All records below must be retyped exactly.
[Opening DATA PROVIDED section]
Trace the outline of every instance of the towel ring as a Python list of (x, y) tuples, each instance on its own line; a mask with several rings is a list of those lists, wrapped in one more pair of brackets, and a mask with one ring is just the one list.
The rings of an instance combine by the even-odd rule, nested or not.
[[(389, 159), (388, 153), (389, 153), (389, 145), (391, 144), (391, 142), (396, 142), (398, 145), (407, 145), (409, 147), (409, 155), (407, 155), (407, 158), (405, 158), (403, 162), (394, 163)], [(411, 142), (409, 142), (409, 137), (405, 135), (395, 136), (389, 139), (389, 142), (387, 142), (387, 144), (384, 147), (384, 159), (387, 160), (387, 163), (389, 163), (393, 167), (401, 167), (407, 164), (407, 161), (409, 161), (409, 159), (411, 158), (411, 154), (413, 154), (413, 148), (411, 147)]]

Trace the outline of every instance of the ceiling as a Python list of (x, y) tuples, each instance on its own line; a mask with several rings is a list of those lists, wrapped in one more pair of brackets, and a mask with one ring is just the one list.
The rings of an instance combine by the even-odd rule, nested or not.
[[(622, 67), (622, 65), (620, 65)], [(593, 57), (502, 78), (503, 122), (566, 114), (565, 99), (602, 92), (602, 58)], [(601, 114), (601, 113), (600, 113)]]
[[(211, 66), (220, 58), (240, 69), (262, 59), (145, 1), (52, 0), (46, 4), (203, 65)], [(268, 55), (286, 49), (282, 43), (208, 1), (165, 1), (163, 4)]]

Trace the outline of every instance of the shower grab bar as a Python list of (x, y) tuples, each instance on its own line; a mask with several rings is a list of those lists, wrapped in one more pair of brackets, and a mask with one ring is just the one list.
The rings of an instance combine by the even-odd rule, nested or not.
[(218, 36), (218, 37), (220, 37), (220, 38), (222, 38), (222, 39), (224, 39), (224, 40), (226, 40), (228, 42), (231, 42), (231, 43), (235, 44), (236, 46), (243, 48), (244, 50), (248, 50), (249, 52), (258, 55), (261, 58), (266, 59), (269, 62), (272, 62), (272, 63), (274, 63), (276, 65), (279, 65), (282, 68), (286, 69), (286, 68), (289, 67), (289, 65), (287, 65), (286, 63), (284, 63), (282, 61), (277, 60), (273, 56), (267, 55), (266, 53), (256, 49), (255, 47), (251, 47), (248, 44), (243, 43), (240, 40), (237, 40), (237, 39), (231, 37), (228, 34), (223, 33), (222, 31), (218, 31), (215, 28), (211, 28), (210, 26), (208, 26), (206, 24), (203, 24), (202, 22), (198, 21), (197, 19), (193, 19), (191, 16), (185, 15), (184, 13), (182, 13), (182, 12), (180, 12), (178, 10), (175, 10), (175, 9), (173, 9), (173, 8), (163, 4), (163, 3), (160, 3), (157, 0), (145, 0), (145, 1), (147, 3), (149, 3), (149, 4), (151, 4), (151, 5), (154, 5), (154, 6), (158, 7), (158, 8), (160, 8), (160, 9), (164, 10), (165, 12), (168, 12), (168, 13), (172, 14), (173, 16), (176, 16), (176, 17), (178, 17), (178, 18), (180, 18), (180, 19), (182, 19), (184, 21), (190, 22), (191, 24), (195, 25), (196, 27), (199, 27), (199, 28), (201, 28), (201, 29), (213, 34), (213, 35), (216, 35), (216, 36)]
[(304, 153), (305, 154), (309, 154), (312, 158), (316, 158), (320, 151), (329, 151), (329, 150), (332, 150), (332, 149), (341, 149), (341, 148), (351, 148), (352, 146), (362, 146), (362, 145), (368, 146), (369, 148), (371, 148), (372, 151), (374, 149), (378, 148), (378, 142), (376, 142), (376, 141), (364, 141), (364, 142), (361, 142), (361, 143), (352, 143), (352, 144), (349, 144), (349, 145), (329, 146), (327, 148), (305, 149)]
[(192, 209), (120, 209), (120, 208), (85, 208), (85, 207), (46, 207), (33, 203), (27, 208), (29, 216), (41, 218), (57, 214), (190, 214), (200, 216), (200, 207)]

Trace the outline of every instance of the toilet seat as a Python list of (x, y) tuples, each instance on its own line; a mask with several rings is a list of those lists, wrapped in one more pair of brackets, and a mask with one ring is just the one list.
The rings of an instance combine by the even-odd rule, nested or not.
[Closing DATA PROVIDED section]
◆ TASK RESULT:
Trace the outline of every instance of the towel ring as a Python list of (x, y) tuples, each instance on its own line; a mask with several rings is a list of those lists, wrapped in one more pair of brackets, and a mask with one ring is just the one list.
The rings of an instance combine by the even-odd rule, nested or not.
[[(389, 159), (388, 153), (389, 153), (389, 145), (391, 144), (391, 142), (396, 142), (398, 145), (407, 145), (409, 147), (409, 155), (407, 155), (407, 158), (405, 158), (403, 162), (394, 163)], [(411, 142), (409, 142), (409, 137), (405, 135), (395, 136), (389, 139), (389, 142), (387, 142), (387, 144), (384, 147), (384, 159), (387, 160), (387, 163), (389, 163), (393, 167), (401, 167), (407, 164), (407, 161), (409, 161), (409, 159), (411, 158), (411, 154), (413, 154), (413, 148), (411, 147)]]

Trace the outline of every instance of the ceiling as a Python list of (x, y) tuples, each instance on its own line; a mask with several rings is a list of those lists, wrapped in one more pair of brackets, and a mask with one ring is just the one list.
The rings of an instance combine by the even-odd rule, nested or not.
[[(622, 67), (622, 65), (620, 65)], [(593, 57), (502, 78), (503, 122), (566, 114), (565, 99), (602, 92), (602, 58)], [(601, 114), (601, 113), (600, 113)]]
[[(211, 66), (220, 58), (240, 69), (262, 59), (145, 1), (52, 0), (46, 4), (203, 65)], [(268, 55), (286, 49), (282, 43), (208, 1), (165, 1), (163, 4)]]

Trace the outline of every instance of the shower grab bar as a Python list of (x, y) tuples, each instance on its own line; a mask with several rings is a list of those lists, wrapped in one more pair of brackets, and a mask with one ring is just the one list.
The rings of an instance combine by the even-odd rule, nested or not.
[(218, 36), (218, 37), (220, 37), (220, 38), (222, 38), (222, 39), (224, 39), (224, 40), (226, 40), (228, 42), (231, 42), (231, 43), (235, 44), (236, 46), (243, 48), (244, 50), (248, 50), (249, 52), (258, 55), (261, 58), (266, 59), (269, 62), (272, 62), (272, 63), (274, 63), (276, 65), (279, 65), (282, 68), (286, 69), (286, 68), (289, 67), (289, 65), (287, 65), (286, 63), (284, 63), (282, 61), (277, 60), (273, 56), (267, 55), (266, 53), (256, 49), (255, 47), (251, 47), (248, 44), (243, 43), (240, 40), (237, 40), (237, 39), (231, 37), (228, 34), (223, 33), (222, 31), (218, 31), (215, 28), (211, 28), (210, 26), (208, 26), (206, 24), (203, 24), (202, 22), (198, 21), (197, 19), (193, 19), (191, 16), (185, 15), (184, 13), (182, 13), (182, 12), (180, 12), (178, 10), (175, 10), (175, 9), (173, 9), (173, 8), (163, 4), (163, 3), (160, 3), (157, 0), (145, 0), (145, 1), (147, 3), (149, 3), (149, 4), (151, 4), (151, 5), (154, 5), (154, 6), (158, 7), (158, 8), (160, 8), (160, 9), (164, 10), (165, 12), (168, 12), (168, 13), (172, 14), (173, 16), (176, 16), (176, 17), (178, 17), (178, 18), (180, 18), (180, 19), (182, 19), (184, 21), (190, 22), (191, 24), (195, 25), (196, 27), (199, 27), (199, 28), (201, 28), (201, 29), (213, 34), (213, 35), (216, 35), (216, 36)]
[(304, 153), (305, 154), (309, 154), (312, 158), (316, 158), (320, 151), (329, 151), (329, 150), (332, 150), (332, 149), (341, 149), (341, 148), (351, 148), (352, 146), (362, 146), (362, 145), (368, 146), (369, 148), (371, 148), (372, 151), (374, 149), (378, 148), (378, 142), (376, 142), (376, 141), (364, 141), (364, 142), (361, 142), (361, 143), (352, 143), (352, 144), (349, 144), (349, 145), (329, 146), (327, 148), (305, 149)]
[(192, 209), (120, 209), (120, 208), (85, 208), (85, 207), (46, 207), (33, 203), (27, 208), (29, 216), (41, 218), (57, 214), (190, 214), (200, 216), (200, 207)]

Trace the outline of every instance of the toilet seat as a Python list of (x, y) tuples, each instance on its own line; a mask with several rings is a list of those lists, wrapped in one more pair of brackets, and a mask with one ring is just the one list.
The rings of an instance combine by the even-odd rule, nested or not.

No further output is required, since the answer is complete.